Natural language region descriptions:
··········
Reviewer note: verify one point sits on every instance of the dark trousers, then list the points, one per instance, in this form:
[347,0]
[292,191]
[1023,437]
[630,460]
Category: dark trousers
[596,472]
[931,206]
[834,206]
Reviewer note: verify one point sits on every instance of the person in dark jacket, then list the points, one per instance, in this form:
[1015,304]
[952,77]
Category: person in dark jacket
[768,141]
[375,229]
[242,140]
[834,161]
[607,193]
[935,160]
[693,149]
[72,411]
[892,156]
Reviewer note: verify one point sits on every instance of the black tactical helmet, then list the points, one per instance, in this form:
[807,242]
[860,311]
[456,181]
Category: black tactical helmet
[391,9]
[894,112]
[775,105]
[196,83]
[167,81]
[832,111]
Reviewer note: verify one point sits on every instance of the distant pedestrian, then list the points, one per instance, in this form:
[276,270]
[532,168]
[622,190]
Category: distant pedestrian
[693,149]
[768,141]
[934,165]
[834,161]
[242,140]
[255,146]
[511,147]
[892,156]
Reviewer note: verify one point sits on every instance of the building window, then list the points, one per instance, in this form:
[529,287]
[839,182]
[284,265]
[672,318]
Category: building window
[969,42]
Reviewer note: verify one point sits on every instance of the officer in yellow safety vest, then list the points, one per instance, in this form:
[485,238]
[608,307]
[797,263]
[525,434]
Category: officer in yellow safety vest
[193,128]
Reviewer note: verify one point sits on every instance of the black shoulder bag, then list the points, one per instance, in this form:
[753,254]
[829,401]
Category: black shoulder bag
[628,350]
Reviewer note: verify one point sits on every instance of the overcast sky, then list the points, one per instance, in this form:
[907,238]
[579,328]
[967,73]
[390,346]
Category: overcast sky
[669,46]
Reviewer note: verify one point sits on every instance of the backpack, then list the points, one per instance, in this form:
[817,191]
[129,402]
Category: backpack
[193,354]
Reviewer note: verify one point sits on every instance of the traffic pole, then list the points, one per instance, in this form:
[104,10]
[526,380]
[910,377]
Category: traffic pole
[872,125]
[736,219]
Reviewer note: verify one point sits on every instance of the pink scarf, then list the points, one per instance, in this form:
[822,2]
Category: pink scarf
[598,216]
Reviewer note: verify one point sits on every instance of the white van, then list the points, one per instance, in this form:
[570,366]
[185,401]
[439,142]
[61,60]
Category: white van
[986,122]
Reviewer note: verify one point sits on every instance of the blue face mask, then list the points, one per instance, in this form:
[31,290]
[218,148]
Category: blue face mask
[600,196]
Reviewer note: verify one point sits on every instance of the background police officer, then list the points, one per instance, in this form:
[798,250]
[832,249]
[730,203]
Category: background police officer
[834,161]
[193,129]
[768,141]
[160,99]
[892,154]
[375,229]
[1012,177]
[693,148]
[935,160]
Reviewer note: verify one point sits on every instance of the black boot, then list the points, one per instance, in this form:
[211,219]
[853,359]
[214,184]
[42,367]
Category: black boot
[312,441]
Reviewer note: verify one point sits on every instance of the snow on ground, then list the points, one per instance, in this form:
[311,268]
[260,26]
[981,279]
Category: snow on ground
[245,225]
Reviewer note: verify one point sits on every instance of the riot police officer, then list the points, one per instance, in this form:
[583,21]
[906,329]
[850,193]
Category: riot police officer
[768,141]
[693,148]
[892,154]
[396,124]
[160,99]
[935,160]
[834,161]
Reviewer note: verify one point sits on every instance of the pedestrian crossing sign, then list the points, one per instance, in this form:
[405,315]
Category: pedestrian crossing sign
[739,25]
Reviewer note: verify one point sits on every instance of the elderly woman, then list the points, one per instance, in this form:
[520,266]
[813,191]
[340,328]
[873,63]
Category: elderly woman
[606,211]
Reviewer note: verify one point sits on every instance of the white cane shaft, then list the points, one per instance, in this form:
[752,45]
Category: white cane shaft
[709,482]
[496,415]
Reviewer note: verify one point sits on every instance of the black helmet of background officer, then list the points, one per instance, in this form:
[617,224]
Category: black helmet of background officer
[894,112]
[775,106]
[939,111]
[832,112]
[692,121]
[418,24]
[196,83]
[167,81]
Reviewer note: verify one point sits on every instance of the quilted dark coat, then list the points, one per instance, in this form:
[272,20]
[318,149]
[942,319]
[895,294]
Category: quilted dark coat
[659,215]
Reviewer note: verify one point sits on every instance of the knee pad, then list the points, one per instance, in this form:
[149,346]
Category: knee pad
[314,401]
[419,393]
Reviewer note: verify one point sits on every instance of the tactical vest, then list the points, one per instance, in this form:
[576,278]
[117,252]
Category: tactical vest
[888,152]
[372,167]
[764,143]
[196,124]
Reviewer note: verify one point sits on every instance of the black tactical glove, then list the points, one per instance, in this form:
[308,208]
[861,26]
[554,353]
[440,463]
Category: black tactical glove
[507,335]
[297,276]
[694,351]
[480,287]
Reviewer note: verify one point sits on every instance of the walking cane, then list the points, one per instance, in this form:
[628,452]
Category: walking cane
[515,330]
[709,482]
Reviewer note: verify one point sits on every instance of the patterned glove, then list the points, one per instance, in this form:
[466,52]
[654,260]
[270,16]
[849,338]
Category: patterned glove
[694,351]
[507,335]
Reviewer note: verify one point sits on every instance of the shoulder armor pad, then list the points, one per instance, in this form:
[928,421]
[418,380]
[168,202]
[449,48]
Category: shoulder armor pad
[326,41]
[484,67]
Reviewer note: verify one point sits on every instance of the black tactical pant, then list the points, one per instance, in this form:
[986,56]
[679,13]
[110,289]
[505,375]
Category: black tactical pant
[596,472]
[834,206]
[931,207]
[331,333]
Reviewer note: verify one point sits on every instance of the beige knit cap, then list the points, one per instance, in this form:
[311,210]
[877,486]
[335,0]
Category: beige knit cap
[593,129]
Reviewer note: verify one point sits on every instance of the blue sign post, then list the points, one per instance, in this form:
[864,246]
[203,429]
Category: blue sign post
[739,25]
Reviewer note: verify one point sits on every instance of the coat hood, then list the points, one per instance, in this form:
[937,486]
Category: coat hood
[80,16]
··········
▶ **What is being asked**
Exactly as given, repeat each line above.

▶ **Solution to the problem**
Reviewer note: verify one point sits on every instance of the dark trousers, then list the points, one per instance, in this form:
[347,0]
[292,191]
[1023,437]
[630,460]
Category: dark trousers
[596,472]
[931,206]
[834,206]
Reviewer note: verify one point sits on every instance of the person in dark jacket, then list the points, one per instance, in this form:
[1015,304]
[952,77]
Category: person in dark jacket
[768,141]
[375,229]
[242,140]
[834,161]
[607,193]
[935,160]
[693,149]
[72,411]
[892,156]
Reviewer note: verify one point sits on every instance of the black tactical helmet, then list the points, one per instance, in this form:
[807,242]
[860,311]
[456,181]
Category: black tactical helmet
[391,9]
[894,112]
[775,105]
[196,83]
[167,81]
[832,111]
Reviewer note: verify one point sits on every instance of the distant pedestrian, then list the points, one per instance, in this form:
[276,270]
[532,168]
[622,190]
Category: distant pedestrian
[693,149]
[768,141]
[934,165]
[834,161]
[242,140]
[255,146]
[511,147]
[892,156]
Reviewer note: verify one point sits on every instance of the building window, then list the points, one per instance, in this form:
[529,287]
[839,182]
[284,265]
[672,318]
Category: building window
[969,42]
Reviewer note: verify one point sits on every instance of the officer in yellow safety vest, then list the points, one per instance, in this form:
[485,238]
[608,307]
[797,263]
[525,434]
Category: officer in yellow safety vest
[193,128]
Reviewer note: verify one point sits on every instance of the black shoulder bag, then list the points, one per instance, in this form:
[753,254]
[829,401]
Category: black shoulder bag
[628,350]
Reviewer note: verify one point sits on every instance of the overcast sky, then list the points, one per instance, in this form:
[907,238]
[579,328]
[967,73]
[390,346]
Category: overcast sky
[669,46]
Reviewer note: verify one point sits on every instance of the backpack, then list the points, one per instance, in this form:
[817,191]
[129,402]
Category: backpack
[193,354]
Reviewer note: verify one point sits on every instance of the traffic pole, then list the points, one per instance, in this form:
[104,10]
[526,380]
[910,377]
Category: traffic pole
[872,125]
[736,219]
Reviewer note: verify one point sits on every instance of the pink scarf, then list the points, one per instance, in this form:
[822,2]
Category: pink scarf
[598,216]
Reviewer note: verify one point sits on every instance of the white van, then list the points, one per instance, in this form:
[570,366]
[185,401]
[439,142]
[61,60]
Category: white van
[986,122]
Reviewer note: verify one point sits on every instance of the blue face mask, then list the points, one per instance, in this form:
[31,290]
[218,148]
Category: blue face mask
[600,196]
Reviewer note: verify one point sits on every instance of the background police officer, then list the points, one per instance, in this form:
[798,250]
[832,249]
[730,203]
Category: background police officer
[834,161]
[193,129]
[768,141]
[160,99]
[892,154]
[375,229]
[1012,177]
[693,148]
[935,160]
Reviewer note: verify one point sits on every instance of the black boot, then list the points, one per instance, in this form:
[211,219]
[853,359]
[214,184]
[42,367]
Category: black boot
[312,441]
Reviewer note: verify one point sits on every instance of the snow on ground, then list the points, one per instance, in this form:
[311,268]
[260,26]
[981,279]
Category: snow on ground
[245,225]
Reviewer note: verify one point sits on every instance of the riot police officer, then list the points, one per instance, in this form:
[583,21]
[906,329]
[850,193]
Category: riot police officer
[768,141]
[693,148]
[892,154]
[396,124]
[160,99]
[935,160]
[834,161]
Reviewer note: verify one point sits on every instance of the pedestrian crossing sign, then list the points, one per instance, in this form:
[405,315]
Category: pedestrian crossing sign
[739,25]
Reviewer note: verify one point sits on every instance of the elderly woman, then list the points, one per instance, in this form:
[520,266]
[813,191]
[340,328]
[873,63]
Category: elderly woman
[606,211]
Reviewer note: verify one point sits on every instance of the white cane shaft, then list the points, one per instance, in this form:
[752,45]
Category: white cane shaft
[709,482]
[496,415]
Reviewer note: verify one point sits on every instance of the black helmet of background officer, then list the points, one per instance, in this form:
[617,224]
Category: black helmet of background officer
[894,112]
[775,106]
[939,111]
[832,112]
[692,121]
[418,24]
[196,83]
[167,81]
Reviewer note: verify one point sits on every instance of the quilted dark coat, then list the points, one per instance, in this form:
[272,20]
[318,149]
[942,319]
[895,294]
Category: quilted dark coat
[659,215]
Reviewer note: verify one point sits on every instance of the knee pad, then list the points, one per instance, in this form:
[149,346]
Category: knee pad
[314,401]
[419,393]
Reviewer note: verify one point sits on every instance of the tactical vest, then list the points, one per instance, in this form:
[576,278]
[117,252]
Category: tactical vest
[888,152]
[372,167]
[764,143]
[196,124]
Reviewer note: verify one point sits on every instance of the black tactical glove, then list the points, one per instance, in this form:
[308,208]
[861,26]
[554,353]
[440,463]
Category: black tactical glove
[507,335]
[297,276]
[694,351]
[480,287]
Reviewer note: verify one point sits on every instance of the walking cane, then list the points, one per instance, in this form:
[628,452]
Category: walking cane
[515,330]
[709,482]
Reviewer note: verify one point sits on every instance of the patterned glove, then list the points, one per instance, in this form:
[466,52]
[654,260]
[270,16]
[849,338]
Category: patterned glove
[694,351]
[507,335]
Reviewer note: verify one point sits on every instance of the shoulder armor pad, then list the points, one per instance, in this form:
[928,421]
[418,380]
[168,202]
[449,48]
Category: shoulder armor pad
[326,41]
[484,67]
Reviewer note: verify one point sits on every instance of the black tactical pant, then list the points, one per instance, in this form:
[986,56]
[679,13]
[110,289]
[505,375]
Category: black tactical pant
[596,472]
[834,206]
[931,207]
[331,333]
Reviewer note: verify one point sits on every instance of the beige knit cap, then list the points, one per instance, in this form:
[311,210]
[877,486]
[335,0]
Category: beige knit cap
[593,129]
Reviewer note: verify one point sits on every instance of the blue sign post, then list the points, one per instance, in this form:
[864,246]
[203,429]
Category: blue sign post
[739,25]
Reviewer note: verify one point sits on every instance of the coat hood, then list the points, one per instance, in this form:
[937,486]
Category: coat hood
[80,16]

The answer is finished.